>> begin Records for processing

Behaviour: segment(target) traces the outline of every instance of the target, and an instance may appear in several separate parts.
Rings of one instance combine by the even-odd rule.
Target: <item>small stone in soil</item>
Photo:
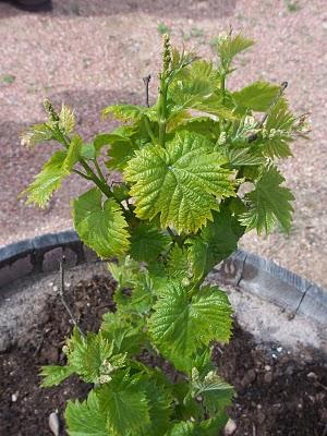
[[[229,419],[223,429],[223,436],[231,436],[237,429],[237,423]]]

>> end Records for processing

▶ [What needs to be done] Update the rows above by replacing "instance" with "occurrence" everywhere and leaving all other text unchanged. Omit the pictures from your answer.

▶ [Response]
Behaviour: segment(target) traces the outline of every occurrence of the target, and an occurrence may appear in several separate parts.
Rings of one occurrence combine by the even-odd rule.
Target: <item>small stone in soil</item>
Photo:
[[[229,419],[223,429],[223,436],[231,436],[237,429],[237,423]]]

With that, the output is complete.